Transient faults due to single event upsets (SEUs) are of critical concern in the reliability of computer systems [5, 15, 41]. Technology scaling and reduced operating voltages have increased the susceptibility of semiconductor devices to SEUs [18, 67]. These faults can result in spurious bit flips that can corrupt the architectural state leading to catastrophic system crashes [3, 47], unexpected loss of data, and critical security vulnerabilities and exposures [14, 36, 66].

Prior research has proposed the use of error correction codes (ECC) to handle such errors for conventional DDRx

memory [10,21]. ECC has enabled efficient technology scaling for conventional DDRx memory, packing more bits per unit area while maintaining a sustainable rate of uncorrectable errors [52,59,60]. Despite advances in the capacity of DDRx memory, the ever-evolving bandwidth requirements of emerging manycore CPU, GPU, and accelerator architectures have prompted architects to explore alternative memory technologies and ways to organize memory/compute systems [65].

The 3D die-stacking technology has enabled the stacking of DRAM chips directly on compute units using Through-Silicon Vias (TSVs) [4, 11, 27, 29, 39, 57]. These die-stacked memory organizations provide 4X-8X higher bandwidth than conventional DDRx memory [7,9]. However, die-stacked memory is limited in terms of capacity, higher cost, and higher power dissipation [17]. In order to obtain the dual benefits of high bandwidth and greater capacity, architects have proposed a memory organization that combines different types of memory into a single Heterogeneous Memory Architecture (HMA) [22, 40]. For example, an HMA system could employ on-package die-stacked memory to provide high bandwidth, and yet enable greater capacity via an off-package DDRx memory. Many data placement techniques have been proposed for such architectures in order to maximize performance in spite of the latency and throughput differences of the component memories [2, 7, 23, 32].

Prior work on these heterogeneous memory systems have focused on the two axes of heterogeneity: capacity and performance. However, these systems are also highly heterogeneous in their reliability characteristics, i.e., error rate and fault tolerance. Data placement strategies that only consider the first two axes of heterogeneity can have a dramatically negative effect on reliability. Die-stacked memory has higher fault rate owing to higher bit density and new failure modes (e.g., TSV failure) [43, 44]. Moreover, die-stacked memory typically employs weaker error correction than conventional DDRx memory due to cost and complexity constraints [24]. This paper makes the case for a reliabilityaware data placement strategy that enables sustained operation on an HMA system at peak bandwidth, and simultaneously mitigates risk due to transient faults.

(Task set):
[1] Answer these questions using the text on memory reliability.
(a) How much higher bandwidth do die-stacked memory organizations provide than conventional DDRx memory?
(b) What do die-stacked organizations use to stack DRAM chips directly on compute units?
(c) Besides capacity and performance, in what characteristics are heterogeneous memory systems also highly heterogeneous?
[2] Repeat the passage of the memory reliability text starting at "Transient faults due" and ending at "[14, 36, 66].".

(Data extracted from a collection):
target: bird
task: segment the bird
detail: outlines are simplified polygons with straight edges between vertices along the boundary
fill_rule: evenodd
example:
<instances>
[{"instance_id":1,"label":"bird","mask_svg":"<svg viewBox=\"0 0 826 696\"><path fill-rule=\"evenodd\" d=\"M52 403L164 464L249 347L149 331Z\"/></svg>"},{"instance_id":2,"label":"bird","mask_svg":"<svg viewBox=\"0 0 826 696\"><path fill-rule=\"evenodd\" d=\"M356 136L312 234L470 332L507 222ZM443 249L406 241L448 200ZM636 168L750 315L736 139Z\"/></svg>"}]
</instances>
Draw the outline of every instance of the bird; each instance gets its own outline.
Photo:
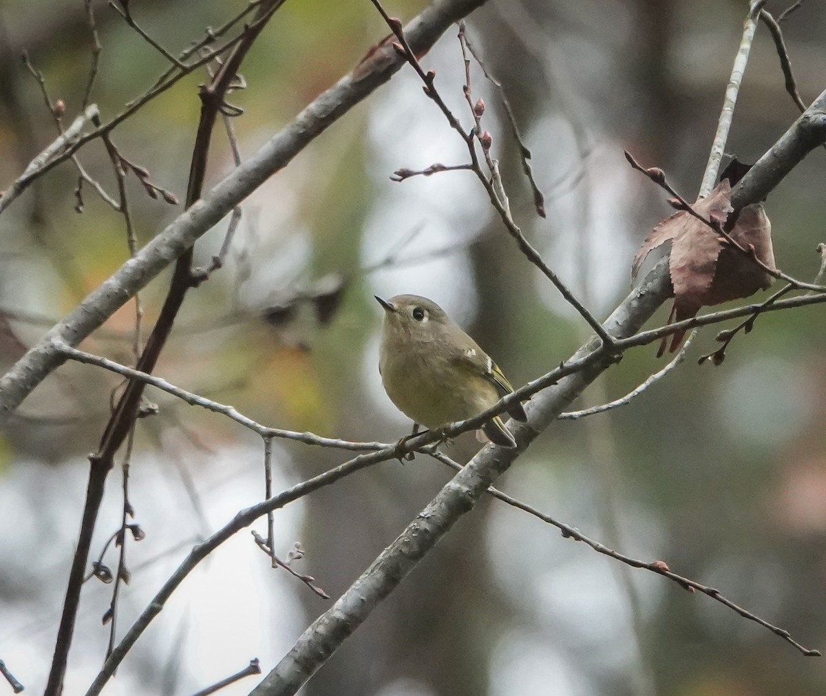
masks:
<instances>
[{"instance_id":1,"label":"bird","mask_svg":"<svg viewBox=\"0 0 826 696\"><path fill-rule=\"evenodd\" d=\"M477 416L514 390L496 364L438 304L419 295L374 296L384 309L379 373L396 407L419 426L434 430ZM515 402L508 412L525 422ZM516 441L499 416L482 427L503 447Z\"/></svg>"}]
</instances>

(Solutions to the tasks):
[1]
(a) 4X-8X higher bandwidth.
(b) Through-Silicon Vias (TSVs).
(c) Their reliability characteristics, i.e., error rate and fault tolerance.

[2]
Transient faults due to single event upsets (SEUs) are of critical concern in the reliability of computer systems [5, 15, 41]. Technology scaling and reduced operating voltages have increased the susceptibility of semiconductor devices to SEUs [18, 67]. These faults can result in spurious bit flips that can corrupt the architectural state leading to catastrophic system crashes [3, 47], unexpected loss of data, and critical security vulnerabilities and exposures [14, 36, 66].